(Input data)
· · · · · · ·
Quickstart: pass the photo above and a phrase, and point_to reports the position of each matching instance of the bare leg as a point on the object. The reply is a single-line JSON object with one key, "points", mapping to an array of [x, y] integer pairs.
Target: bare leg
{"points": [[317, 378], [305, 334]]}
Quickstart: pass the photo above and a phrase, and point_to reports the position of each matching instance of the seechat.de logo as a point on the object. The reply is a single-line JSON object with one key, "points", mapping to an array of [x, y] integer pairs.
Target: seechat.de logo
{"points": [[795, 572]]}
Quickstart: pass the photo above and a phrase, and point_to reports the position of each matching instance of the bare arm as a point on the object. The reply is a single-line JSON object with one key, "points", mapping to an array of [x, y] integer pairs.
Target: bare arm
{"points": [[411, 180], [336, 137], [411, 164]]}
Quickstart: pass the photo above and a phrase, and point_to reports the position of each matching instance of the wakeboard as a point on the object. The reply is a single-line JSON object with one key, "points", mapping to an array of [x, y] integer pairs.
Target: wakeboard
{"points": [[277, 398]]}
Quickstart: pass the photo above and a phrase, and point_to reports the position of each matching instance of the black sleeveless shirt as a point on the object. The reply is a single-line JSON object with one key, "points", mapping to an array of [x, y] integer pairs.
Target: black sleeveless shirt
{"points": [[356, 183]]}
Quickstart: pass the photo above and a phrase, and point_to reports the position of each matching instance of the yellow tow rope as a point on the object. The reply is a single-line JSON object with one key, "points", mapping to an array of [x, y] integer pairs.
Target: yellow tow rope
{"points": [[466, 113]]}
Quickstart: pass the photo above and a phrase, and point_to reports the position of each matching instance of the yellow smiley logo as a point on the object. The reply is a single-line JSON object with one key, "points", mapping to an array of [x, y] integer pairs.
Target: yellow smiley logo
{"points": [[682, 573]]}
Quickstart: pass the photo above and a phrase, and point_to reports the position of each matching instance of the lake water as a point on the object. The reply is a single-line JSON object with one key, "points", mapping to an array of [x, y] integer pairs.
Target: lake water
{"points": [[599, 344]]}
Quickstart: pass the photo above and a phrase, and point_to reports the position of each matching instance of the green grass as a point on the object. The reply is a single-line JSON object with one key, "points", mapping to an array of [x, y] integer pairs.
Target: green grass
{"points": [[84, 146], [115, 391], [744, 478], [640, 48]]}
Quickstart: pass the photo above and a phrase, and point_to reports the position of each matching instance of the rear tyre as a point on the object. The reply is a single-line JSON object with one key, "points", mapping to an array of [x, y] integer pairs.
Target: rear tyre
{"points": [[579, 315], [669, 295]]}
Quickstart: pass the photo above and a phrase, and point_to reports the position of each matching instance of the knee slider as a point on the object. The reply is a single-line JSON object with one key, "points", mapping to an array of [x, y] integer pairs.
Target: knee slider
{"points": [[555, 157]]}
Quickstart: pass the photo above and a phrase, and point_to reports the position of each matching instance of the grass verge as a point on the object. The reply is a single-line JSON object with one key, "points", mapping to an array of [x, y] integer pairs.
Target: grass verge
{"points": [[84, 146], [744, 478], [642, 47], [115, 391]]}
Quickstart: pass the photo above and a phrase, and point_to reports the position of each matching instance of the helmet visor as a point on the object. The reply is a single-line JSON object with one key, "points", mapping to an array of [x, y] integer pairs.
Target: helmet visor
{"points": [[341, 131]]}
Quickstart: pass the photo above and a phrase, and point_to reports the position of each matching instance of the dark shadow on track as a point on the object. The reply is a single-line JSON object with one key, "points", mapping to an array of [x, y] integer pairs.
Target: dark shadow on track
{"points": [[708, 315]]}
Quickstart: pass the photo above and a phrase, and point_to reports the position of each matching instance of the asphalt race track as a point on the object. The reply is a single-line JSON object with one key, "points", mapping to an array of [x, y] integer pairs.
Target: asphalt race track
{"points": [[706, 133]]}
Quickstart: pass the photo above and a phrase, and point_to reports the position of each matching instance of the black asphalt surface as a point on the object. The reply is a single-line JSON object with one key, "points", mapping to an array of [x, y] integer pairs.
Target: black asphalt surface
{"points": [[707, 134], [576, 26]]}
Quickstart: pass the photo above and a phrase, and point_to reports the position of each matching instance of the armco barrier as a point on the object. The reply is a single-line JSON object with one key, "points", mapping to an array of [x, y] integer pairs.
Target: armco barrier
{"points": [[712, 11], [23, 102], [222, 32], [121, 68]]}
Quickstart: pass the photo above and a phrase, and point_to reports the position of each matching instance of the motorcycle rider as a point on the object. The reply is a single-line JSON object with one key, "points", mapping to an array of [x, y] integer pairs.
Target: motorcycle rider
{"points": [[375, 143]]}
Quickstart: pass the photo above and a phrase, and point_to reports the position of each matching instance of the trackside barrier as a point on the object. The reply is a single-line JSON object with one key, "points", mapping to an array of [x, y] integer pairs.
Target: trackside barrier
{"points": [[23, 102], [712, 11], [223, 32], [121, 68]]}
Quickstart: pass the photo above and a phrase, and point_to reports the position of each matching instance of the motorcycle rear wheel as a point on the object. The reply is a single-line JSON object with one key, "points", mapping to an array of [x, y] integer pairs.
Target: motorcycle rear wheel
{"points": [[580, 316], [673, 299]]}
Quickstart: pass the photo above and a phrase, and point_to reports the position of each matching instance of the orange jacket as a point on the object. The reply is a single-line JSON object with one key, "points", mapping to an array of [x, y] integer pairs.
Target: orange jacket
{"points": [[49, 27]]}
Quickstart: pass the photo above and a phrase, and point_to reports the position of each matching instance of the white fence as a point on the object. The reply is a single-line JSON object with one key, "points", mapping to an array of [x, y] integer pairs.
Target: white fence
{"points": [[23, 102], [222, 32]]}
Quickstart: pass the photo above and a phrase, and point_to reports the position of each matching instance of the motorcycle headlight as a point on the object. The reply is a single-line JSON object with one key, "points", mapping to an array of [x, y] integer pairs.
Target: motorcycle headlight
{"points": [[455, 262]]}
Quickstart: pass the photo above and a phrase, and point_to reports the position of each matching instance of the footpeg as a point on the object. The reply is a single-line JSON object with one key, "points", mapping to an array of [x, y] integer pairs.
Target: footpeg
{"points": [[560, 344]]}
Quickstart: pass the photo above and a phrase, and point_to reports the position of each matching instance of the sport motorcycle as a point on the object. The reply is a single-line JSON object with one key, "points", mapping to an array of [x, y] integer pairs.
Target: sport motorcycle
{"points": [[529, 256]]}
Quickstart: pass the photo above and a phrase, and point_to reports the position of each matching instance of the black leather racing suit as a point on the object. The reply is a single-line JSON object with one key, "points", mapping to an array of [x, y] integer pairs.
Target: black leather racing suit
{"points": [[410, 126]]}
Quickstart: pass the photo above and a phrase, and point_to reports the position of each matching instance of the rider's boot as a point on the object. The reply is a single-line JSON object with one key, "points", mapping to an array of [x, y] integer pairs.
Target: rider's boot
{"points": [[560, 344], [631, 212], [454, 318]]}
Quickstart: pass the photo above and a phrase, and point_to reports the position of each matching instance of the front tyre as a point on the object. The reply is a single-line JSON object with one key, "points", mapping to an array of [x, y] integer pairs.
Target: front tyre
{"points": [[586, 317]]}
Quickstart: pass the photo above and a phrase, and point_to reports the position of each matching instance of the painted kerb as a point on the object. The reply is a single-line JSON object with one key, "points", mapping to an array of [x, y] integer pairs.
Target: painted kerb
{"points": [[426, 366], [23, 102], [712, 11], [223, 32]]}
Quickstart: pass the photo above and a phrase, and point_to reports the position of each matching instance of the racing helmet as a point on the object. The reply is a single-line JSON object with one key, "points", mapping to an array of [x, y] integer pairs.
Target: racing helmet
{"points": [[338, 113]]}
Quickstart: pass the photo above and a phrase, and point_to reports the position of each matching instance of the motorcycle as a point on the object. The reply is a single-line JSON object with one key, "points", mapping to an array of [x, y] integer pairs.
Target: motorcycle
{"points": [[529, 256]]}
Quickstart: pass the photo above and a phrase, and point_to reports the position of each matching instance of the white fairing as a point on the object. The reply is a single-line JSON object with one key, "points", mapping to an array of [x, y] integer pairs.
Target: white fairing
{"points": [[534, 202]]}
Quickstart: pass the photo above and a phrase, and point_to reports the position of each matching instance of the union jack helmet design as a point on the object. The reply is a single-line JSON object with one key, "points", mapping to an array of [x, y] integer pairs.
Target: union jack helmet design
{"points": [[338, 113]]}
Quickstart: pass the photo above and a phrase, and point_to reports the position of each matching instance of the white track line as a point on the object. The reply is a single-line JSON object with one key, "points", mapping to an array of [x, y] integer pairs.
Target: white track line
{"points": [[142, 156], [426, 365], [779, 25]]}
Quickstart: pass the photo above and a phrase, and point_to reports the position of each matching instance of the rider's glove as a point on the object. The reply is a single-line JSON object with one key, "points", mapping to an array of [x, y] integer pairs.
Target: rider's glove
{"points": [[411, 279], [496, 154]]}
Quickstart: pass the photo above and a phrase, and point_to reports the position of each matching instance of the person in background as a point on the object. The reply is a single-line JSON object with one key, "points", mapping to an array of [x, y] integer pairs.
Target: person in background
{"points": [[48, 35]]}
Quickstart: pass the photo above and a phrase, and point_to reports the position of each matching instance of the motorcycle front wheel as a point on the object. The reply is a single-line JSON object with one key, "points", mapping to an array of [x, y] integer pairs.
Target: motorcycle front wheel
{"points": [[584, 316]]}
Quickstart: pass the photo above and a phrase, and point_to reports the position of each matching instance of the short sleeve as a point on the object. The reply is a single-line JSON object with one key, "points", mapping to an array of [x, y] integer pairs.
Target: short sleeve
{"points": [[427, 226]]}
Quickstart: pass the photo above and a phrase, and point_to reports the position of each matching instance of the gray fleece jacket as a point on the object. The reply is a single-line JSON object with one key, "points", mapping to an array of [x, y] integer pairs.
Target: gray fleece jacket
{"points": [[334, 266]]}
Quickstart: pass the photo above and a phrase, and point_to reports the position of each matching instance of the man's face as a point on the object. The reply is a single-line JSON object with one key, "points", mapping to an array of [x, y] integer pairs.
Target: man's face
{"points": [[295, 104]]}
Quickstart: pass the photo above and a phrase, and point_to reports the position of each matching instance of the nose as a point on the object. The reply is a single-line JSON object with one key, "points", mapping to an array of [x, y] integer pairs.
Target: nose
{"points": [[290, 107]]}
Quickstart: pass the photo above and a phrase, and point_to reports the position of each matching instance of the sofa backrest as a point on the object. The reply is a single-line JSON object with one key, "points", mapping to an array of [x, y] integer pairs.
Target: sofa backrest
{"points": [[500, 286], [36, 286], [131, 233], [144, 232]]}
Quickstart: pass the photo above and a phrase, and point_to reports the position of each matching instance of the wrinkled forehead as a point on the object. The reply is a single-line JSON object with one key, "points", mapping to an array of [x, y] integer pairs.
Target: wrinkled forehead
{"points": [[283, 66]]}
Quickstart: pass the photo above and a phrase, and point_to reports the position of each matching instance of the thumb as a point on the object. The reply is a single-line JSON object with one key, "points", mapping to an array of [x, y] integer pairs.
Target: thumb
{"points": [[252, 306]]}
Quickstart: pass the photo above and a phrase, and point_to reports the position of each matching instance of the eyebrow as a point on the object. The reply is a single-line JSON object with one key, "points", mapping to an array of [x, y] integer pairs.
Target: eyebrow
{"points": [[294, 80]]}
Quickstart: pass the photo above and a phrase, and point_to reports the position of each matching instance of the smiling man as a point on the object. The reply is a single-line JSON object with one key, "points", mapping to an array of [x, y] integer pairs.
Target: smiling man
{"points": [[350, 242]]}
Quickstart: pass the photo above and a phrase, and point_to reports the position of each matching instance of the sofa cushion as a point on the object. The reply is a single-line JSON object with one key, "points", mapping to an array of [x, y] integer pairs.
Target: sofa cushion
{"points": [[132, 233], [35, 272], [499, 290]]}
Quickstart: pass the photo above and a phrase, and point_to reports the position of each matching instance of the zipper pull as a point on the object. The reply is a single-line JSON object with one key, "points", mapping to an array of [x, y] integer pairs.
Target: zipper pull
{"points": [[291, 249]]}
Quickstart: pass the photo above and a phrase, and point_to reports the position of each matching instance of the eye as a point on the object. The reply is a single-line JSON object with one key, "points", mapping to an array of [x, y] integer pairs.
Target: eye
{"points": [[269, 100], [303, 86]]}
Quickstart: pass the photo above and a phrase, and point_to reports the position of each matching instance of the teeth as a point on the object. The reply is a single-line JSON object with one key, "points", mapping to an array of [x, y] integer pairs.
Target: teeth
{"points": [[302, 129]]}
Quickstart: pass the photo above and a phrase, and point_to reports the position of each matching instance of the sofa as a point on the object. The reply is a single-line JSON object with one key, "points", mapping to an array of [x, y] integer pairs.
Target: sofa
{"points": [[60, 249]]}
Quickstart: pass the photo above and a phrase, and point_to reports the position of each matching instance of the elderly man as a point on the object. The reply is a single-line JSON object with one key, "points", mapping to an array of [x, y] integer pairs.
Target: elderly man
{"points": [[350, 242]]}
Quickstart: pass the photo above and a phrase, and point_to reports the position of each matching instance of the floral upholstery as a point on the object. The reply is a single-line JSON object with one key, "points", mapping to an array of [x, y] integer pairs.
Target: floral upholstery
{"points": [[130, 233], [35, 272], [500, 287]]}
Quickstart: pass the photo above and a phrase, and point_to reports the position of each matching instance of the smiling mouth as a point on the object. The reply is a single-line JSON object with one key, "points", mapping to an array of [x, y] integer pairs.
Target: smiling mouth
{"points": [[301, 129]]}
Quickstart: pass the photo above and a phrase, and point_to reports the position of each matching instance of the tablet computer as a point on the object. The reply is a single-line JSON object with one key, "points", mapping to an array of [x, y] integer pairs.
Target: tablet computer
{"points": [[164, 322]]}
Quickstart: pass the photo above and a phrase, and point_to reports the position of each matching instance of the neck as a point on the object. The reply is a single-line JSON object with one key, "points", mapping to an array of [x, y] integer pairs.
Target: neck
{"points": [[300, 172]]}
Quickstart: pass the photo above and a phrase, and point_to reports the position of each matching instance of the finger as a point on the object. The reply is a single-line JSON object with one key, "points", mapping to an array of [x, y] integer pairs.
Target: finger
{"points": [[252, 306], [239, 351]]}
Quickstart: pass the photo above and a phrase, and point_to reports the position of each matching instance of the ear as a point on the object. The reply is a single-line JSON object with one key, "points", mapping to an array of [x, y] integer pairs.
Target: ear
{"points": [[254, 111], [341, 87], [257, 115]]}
· · · · · · ·
(Directions for this task) Repeat the records word for word, from the line that contains "of the tablet" down to the last line of the records.

(Exercise result)
Quickstart: pass the photo above and a phrase, and point_to reports the position of each matching instance of the tablet computer as a point on the object. The reply is a single-line JSON object with one key, "points", mapping to an array of [x, y] integer pairs.
Target: tablet computer
{"points": [[164, 322]]}
Quickstart: pass the photo above and a phrase, and point_to reports the position of each matching instance of the neck as a point on the object. The reply is a single-line JSON object with one key, "points", mapping to an array of [x, y] integer pairs.
Target: neck
{"points": [[300, 172]]}
Quickstart: pass the photo above and a phrase, and point_to reports the position of each matching instance of the finger as a point on the object. The reply is a single-line JSON object with one key, "points", mapping to an array of [x, y] integer pairs.
Target: finger
{"points": [[252, 306], [239, 351]]}
Quickstart: pass the photo above and a phrase, and point_to reports the position of each matching instance of the ear as a point on the object. The reply is a single-line JSON object with one key, "points", mapping to an array of [x, y] integer pairs.
Target: ear
{"points": [[254, 111], [341, 87], [257, 115]]}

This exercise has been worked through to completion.